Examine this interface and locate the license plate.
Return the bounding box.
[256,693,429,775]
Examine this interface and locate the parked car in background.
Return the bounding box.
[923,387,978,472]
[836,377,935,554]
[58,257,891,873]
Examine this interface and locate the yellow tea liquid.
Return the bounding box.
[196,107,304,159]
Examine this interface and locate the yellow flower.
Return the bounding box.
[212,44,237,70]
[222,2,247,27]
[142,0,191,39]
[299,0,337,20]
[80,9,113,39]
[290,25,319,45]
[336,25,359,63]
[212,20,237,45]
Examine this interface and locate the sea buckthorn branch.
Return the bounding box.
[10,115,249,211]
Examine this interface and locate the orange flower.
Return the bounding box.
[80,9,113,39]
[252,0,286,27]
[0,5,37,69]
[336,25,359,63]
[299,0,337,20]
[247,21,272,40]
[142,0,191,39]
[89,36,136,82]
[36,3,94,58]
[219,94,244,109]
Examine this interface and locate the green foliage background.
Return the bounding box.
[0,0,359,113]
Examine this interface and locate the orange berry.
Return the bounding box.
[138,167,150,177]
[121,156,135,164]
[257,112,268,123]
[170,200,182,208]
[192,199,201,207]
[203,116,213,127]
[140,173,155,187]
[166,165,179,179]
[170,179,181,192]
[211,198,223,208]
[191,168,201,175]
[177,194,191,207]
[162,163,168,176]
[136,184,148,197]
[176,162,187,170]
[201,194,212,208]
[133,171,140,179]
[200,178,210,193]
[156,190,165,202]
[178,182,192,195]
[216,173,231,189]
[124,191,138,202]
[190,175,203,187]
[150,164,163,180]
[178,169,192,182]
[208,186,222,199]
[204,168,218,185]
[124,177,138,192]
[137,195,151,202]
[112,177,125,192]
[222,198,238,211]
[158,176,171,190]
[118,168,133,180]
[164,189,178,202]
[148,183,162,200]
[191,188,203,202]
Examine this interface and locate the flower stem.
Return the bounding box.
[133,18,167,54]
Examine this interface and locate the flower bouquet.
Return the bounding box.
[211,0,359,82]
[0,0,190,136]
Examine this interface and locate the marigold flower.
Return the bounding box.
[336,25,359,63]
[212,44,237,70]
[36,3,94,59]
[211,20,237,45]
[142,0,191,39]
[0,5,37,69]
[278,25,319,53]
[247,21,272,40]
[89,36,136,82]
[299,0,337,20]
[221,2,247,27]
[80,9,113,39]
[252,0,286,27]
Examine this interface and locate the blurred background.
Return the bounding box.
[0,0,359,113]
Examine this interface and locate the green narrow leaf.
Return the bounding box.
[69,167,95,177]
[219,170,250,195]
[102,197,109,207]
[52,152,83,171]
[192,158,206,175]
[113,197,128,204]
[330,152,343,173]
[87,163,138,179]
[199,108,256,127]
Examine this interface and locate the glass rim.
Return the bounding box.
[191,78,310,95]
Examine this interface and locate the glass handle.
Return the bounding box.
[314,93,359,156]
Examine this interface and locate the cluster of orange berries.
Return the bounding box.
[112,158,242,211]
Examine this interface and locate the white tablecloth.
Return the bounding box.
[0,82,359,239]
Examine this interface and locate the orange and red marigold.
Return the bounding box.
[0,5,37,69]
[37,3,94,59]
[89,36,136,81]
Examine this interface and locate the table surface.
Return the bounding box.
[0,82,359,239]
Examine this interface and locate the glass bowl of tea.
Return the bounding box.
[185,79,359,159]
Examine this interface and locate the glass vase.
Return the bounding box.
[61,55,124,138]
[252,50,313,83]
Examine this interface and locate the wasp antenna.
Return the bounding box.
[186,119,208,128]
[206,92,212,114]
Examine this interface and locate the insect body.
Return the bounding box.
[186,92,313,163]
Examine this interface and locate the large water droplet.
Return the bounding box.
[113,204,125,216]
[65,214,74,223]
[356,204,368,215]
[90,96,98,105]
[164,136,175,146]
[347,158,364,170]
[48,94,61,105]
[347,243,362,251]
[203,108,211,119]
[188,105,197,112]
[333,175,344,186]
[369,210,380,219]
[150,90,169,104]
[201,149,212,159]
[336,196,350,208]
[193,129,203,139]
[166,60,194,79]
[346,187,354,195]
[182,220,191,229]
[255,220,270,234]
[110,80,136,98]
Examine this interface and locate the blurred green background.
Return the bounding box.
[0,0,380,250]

Stated task: Which rows above contain the word "green", with case taken into account? Report each of those rows in full.

Problem solution:
Examine this interface and locate the green foliage background.
Examine this interface and locate the green narrow leaf.
Examine this interface and locate the blurred green background.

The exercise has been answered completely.